Excerpts from segmentation records
----
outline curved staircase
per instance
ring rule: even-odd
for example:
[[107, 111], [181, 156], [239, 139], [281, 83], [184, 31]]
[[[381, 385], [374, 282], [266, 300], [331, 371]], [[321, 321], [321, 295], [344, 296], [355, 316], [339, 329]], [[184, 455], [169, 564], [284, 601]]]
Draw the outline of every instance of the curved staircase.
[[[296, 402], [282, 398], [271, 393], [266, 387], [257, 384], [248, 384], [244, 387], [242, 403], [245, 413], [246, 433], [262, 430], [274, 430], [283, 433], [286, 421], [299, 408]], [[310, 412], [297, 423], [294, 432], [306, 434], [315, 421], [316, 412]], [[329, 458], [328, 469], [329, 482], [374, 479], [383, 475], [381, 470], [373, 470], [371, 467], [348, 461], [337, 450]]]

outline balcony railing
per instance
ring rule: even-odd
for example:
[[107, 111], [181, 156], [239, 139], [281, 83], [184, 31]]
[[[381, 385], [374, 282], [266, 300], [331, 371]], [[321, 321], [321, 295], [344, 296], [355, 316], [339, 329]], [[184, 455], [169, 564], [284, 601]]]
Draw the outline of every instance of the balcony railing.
----
▶ _What this task involves_: Copy out every one of the lines above, word for word and unchanged.

▶ _Written response_:
outline curved staircase
per instance
ring rule: even-odd
for example:
[[107, 111], [181, 156], [239, 139], [281, 83], [184, 31]]
[[[381, 385], [374, 282], [266, 300], [331, 371]], [[321, 321], [321, 295], [344, 296], [355, 316], [339, 329]], [[184, 455], [169, 564], [284, 601]]]
Draw the outline of every instance of the curved staircase.
[[[296, 402], [282, 398], [271, 393], [266, 387], [257, 384], [248, 384], [244, 387], [242, 403], [245, 413], [246, 433], [262, 430], [274, 430], [283, 433], [286, 421], [299, 408]], [[310, 412], [297, 423], [294, 432], [306, 434], [315, 421], [316, 412]], [[329, 458], [328, 469], [329, 482], [374, 479], [383, 475], [381, 470], [373, 470], [371, 467], [348, 461], [337, 450]]]

outline balcony railing
per instance
ring rule: even-odd
for example:
[[107, 111], [181, 156], [239, 139], [281, 83], [184, 31]]
[[[381, 385], [374, 282], [266, 300], [331, 371]], [[321, 321], [321, 295], [344, 296], [355, 316], [339, 329]], [[184, 455], [169, 564], [284, 601]]]
Draw the outline of every instance of the balcony railing.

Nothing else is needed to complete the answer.